Problem
Only the lines from the one containing "of the celery" through the end of the data below should be copied, each exactly as written and with both ends kept.

Provided information
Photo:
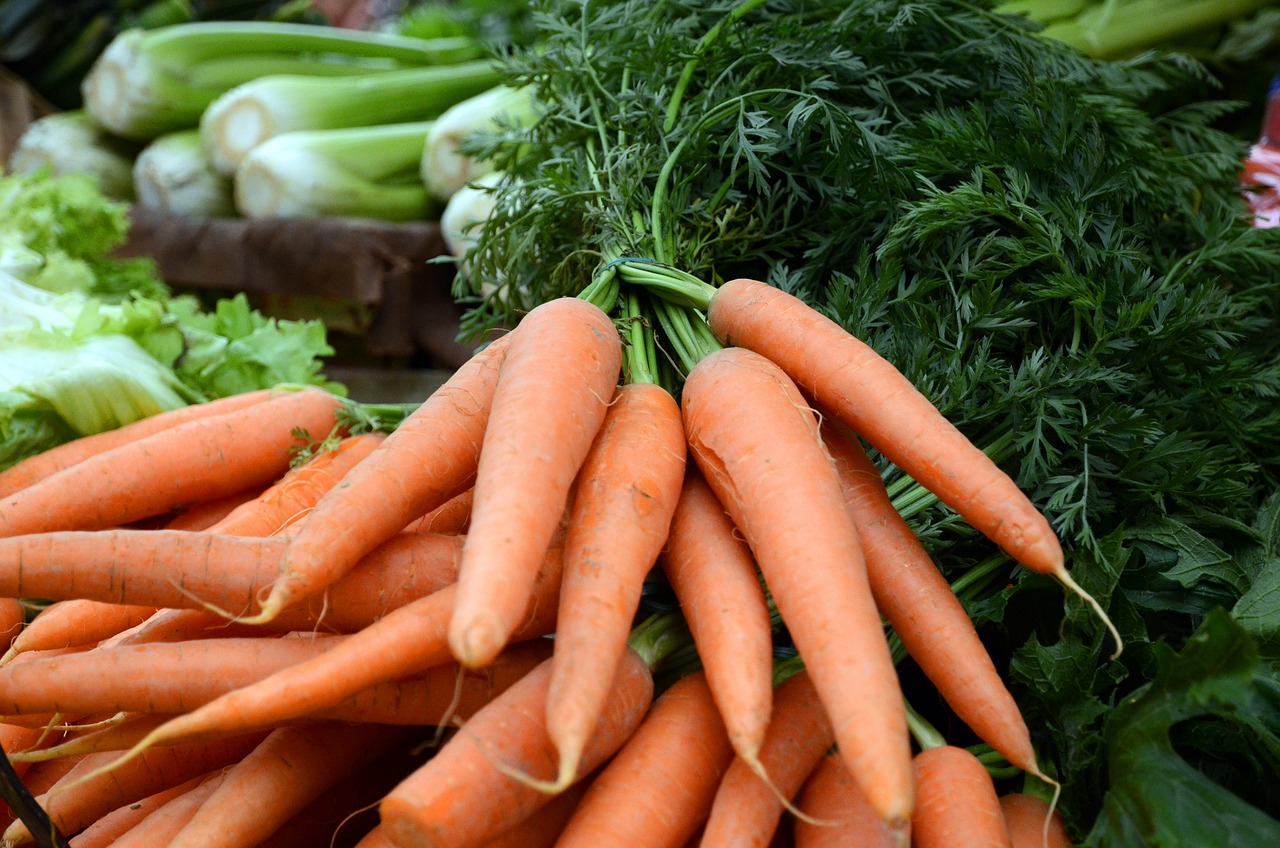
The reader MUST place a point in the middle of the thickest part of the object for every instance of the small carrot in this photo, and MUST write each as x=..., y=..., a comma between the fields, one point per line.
x=553, y=390
x=713, y=575
x=466, y=794
x=759, y=448
x=956, y=805
x=1033, y=823
x=288, y=769
x=919, y=605
x=746, y=811
x=662, y=780
x=199, y=460
x=63, y=456
x=618, y=521
x=840, y=814
x=429, y=459
x=848, y=377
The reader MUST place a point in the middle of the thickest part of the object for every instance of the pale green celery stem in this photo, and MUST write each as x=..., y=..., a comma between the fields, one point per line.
x=173, y=174
x=365, y=172
x=1043, y=10
x=1114, y=31
x=266, y=106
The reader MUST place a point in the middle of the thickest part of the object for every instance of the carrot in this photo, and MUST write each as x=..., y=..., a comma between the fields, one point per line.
x=466, y=794
x=104, y=831
x=1033, y=823
x=63, y=456
x=831, y=794
x=296, y=493
x=429, y=459
x=624, y=501
x=154, y=678
x=662, y=782
x=553, y=388
x=170, y=817
x=73, y=623
x=406, y=641
x=759, y=448
x=88, y=792
x=919, y=605
x=745, y=811
x=713, y=575
x=848, y=377
x=278, y=778
x=956, y=806
x=199, y=460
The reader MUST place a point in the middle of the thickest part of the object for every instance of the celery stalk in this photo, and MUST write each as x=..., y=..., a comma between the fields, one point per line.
x=260, y=109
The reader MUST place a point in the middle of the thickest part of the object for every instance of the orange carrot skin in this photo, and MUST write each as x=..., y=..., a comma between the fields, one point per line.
x=1025, y=816
x=919, y=605
x=295, y=495
x=956, y=803
x=831, y=794
x=624, y=501
x=55, y=459
x=460, y=799
x=849, y=378
x=662, y=782
x=713, y=575
x=151, y=678
x=759, y=448
x=429, y=459
x=745, y=812
x=199, y=460
x=553, y=390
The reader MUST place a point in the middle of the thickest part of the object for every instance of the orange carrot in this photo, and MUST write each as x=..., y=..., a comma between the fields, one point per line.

Exercise response
The reader MUST place a point in the middle of the thickest part of the object for every instance of the celery stalk in this photo, and MUST write each as x=..., y=..., a comma between the fields, one point per line.
x=260, y=109
The reader MUST place a point in the middle of the thickest part of the object for every instance of the orange carrot skin in this photo, and MUST write each as x=..., y=..., a comma between the fields, one point per line.
x=1025, y=816
x=919, y=605
x=295, y=495
x=956, y=803
x=831, y=794
x=624, y=501
x=55, y=459
x=460, y=799
x=849, y=378
x=662, y=782
x=713, y=575
x=151, y=678
x=759, y=448
x=429, y=459
x=745, y=812
x=199, y=460
x=553, y=390
The reader MUST place a point in the middle of the thickest part of the object for every instance of the orange carrot in this photo, and MUST write each as x=..., y=..., a comma between the fields, one point per line.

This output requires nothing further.